**EXPLORE THE MATERIAL**
a) In the article on Tommy Bell's three heart attacks, what did doctors find had formed at the site of his recently placed stent?
b) Continue the article about Tommy Bell's three heart attacks from the point where it ends.
** Opening TEXT SECTION block **
Florida hospital worker survives three heart attacks in four days
Tommy Bell thought he was healthy until chest pressure sent him back to the hospital, where a clot at a fresh stent triggered three heart attacks in four days.

Tommy Bell thought he was in good shape until his own heart forced a brutal correction. The 62-year-old patient transport supervisor at AdventHealth DeLand Hospital in DeLand, Florida, first felt pressure in the center of his chest on Nov. 26, 2025, while driving home from work and talking with his wife, Joi.
Bell turned around and went back to the hospital, where tests and imaging led doctors to schedule a cardiac procedure for Friday, Nov. 28. During that procedure, he suffered a heart attack, received a stent to restore blood flow, and was stabilized in intensive care before going home two days later.
The warning signs did not stop there. Still recovering at home, Bell did not feel right. On Tuesday, Dec. 2, 2025, Joi Bell took him back to the ER, where he suffered a second and third heart attack. Doctors later determined that a blood clot had formed at the site of the recently placed stent, blocking circulation again.

Interventional cardiologist Dr. Janak Bhavsar spent more than two hours clearing additional arteries around Bell’s heart and placed three more stents to restore blood flow. By the end of that week, Bell had survived three heart attacks in four days, a rare and frightening chain of events that showed how quickly a person who seems healthy can become critically ill.
** Closing TEXT SECTION block **
** Opening RECORD EXTRACTS block **
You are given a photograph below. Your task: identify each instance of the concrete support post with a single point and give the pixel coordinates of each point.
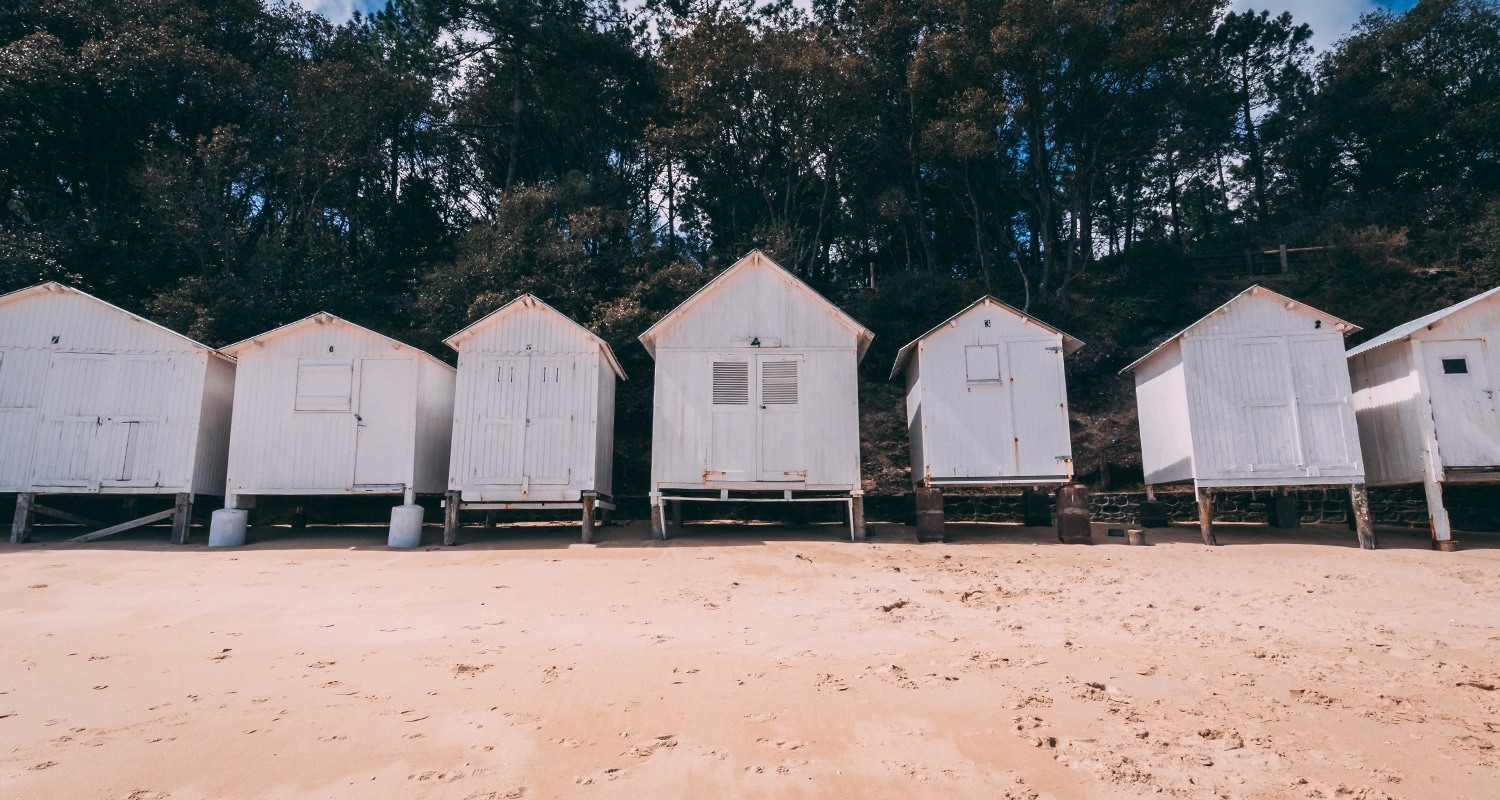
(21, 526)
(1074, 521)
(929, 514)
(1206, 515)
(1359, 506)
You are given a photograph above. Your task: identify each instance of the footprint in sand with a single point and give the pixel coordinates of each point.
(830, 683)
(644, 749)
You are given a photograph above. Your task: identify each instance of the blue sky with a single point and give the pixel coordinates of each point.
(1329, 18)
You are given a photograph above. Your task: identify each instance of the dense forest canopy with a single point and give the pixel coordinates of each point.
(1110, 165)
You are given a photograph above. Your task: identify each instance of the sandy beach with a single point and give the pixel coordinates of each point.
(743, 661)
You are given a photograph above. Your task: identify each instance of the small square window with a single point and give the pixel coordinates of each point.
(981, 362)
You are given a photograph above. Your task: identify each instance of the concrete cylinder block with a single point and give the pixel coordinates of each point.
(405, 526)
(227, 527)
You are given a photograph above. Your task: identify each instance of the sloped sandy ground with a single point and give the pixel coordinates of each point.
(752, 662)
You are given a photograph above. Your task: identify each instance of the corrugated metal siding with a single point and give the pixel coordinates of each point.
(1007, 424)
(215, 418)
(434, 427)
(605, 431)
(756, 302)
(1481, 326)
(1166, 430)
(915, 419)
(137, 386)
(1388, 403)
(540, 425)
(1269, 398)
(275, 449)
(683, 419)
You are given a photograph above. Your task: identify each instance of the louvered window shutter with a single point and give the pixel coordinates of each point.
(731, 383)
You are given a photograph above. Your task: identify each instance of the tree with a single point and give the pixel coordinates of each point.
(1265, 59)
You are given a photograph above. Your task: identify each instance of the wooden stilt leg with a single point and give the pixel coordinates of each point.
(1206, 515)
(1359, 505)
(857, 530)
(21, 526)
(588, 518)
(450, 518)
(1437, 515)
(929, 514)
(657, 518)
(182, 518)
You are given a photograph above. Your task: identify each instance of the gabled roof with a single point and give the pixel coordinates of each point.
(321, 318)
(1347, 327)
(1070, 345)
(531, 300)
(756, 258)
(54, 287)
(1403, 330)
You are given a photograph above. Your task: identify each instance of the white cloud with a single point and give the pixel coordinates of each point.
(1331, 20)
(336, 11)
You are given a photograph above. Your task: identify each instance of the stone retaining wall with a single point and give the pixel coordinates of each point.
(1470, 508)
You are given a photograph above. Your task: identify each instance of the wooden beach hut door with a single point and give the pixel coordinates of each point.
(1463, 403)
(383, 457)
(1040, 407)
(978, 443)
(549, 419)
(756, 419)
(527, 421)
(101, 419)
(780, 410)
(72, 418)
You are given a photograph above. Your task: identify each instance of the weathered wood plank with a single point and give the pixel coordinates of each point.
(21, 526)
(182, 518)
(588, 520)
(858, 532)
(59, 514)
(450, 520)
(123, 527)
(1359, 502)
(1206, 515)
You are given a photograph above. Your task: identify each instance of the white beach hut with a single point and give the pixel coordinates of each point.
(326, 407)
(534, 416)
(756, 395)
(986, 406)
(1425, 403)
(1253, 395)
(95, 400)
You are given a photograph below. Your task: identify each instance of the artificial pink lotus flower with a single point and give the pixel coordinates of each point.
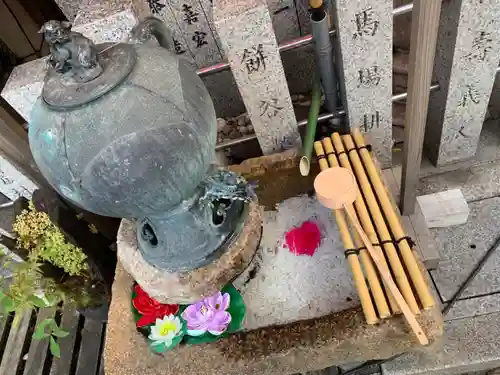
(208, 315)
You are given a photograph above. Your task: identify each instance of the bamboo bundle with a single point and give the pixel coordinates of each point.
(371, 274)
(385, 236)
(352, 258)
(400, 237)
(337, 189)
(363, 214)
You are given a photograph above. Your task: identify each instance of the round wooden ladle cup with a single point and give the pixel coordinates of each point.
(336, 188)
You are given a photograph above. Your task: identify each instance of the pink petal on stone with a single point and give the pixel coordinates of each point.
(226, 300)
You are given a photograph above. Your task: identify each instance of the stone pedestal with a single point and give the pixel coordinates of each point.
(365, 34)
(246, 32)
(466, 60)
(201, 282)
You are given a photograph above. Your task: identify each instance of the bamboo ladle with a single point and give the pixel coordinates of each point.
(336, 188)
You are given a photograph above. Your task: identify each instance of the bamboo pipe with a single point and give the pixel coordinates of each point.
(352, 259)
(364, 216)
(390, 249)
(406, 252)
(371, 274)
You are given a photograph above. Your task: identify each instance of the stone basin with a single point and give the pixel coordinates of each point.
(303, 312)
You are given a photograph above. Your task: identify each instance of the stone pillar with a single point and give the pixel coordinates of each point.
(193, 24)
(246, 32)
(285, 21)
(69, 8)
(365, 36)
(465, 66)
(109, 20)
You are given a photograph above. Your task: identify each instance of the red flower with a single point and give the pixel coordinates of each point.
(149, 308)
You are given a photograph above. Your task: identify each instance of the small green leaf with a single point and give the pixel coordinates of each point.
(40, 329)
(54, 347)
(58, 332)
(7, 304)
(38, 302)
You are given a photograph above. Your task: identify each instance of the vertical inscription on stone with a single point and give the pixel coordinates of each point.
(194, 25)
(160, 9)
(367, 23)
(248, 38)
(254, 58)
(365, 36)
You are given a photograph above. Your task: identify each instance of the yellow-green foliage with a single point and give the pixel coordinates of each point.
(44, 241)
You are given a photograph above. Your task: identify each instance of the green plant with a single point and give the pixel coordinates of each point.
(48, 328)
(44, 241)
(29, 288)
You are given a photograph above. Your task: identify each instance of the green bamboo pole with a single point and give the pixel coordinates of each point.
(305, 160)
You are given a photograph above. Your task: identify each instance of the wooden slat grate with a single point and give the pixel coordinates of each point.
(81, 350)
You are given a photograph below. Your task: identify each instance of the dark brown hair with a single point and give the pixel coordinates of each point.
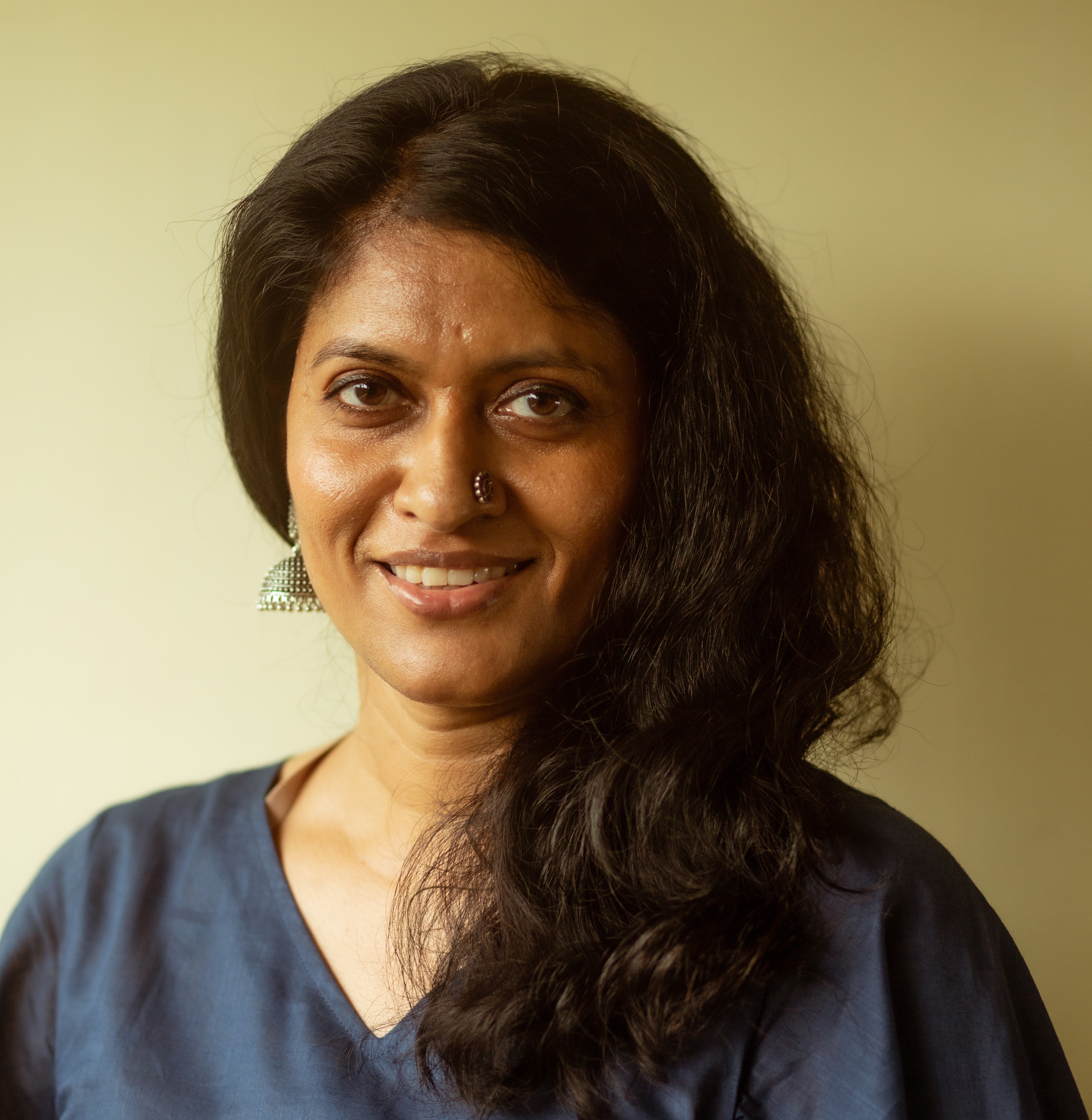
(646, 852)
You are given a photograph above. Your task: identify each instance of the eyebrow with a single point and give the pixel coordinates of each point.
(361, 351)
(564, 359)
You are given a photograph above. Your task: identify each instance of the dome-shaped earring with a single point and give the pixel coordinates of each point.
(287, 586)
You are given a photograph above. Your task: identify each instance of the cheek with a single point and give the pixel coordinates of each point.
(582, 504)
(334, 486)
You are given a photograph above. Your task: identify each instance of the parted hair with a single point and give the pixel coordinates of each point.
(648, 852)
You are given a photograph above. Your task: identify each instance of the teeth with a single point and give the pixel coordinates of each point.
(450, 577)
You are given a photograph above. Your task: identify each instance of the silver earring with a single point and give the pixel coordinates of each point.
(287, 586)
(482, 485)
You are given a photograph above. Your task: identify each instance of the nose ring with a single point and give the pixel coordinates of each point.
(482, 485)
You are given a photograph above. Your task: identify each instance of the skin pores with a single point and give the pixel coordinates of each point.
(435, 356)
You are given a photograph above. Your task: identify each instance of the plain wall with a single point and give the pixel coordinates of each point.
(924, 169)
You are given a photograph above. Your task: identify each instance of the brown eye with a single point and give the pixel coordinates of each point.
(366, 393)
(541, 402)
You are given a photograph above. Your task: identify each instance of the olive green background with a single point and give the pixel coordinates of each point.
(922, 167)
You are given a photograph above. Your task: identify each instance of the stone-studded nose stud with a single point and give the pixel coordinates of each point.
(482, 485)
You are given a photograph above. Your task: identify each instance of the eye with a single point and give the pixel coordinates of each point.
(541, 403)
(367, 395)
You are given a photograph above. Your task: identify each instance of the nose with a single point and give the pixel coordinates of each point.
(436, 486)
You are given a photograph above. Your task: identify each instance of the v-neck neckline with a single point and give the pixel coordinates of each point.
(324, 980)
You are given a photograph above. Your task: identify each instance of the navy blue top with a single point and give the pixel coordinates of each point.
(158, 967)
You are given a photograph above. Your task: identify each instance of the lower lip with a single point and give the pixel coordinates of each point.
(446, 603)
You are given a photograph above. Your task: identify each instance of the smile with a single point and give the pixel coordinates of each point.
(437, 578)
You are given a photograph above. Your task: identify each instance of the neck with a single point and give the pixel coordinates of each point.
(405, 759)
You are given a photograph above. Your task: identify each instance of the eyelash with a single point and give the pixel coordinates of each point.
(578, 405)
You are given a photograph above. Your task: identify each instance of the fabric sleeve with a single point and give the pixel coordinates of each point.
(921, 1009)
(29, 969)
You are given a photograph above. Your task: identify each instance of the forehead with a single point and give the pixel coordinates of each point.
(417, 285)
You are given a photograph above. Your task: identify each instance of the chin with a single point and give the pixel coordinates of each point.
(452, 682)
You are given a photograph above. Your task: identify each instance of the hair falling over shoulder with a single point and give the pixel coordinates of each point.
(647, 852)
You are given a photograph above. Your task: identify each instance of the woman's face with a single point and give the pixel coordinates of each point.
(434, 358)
** Closing RECORD EXTRACTS block **
**ANSWERS FOR THIS EXERCISE**
a) A blood clot

b)
Bell’s case is a reminder that heart attack symptoms are not always dramatic, and they are not always easy to dismiss. The American Heart Association says warning signs can include chest discomfort, pain in the arms, back, neck, jaw or stomach, shortness of breath, nausea, lightheadedness and cold sweats. The Centers for Disease Control and Prevention says coronary artery disease is the main cause of heart attack and urges people to call 911 immediately if symptoms appear.

That matters because some heart attacks can be mild or silent, and people may mistake the early signs for stress, indigestion or fatigue. Bell said the experience was especially reassuring because he was being treated by coworkers he knew by name, and he later returned to work after two weeks away to recover and regain strength.
Medical literature describes stent thrombosis as uncommon but serious, with a meaningful risk of recurrence and high short-term mortality in some cases. Bell’s ordeal turned that risk into a vivid warning: chest pressure and unexplained discomfort can be the first clue that the heart is already in danger.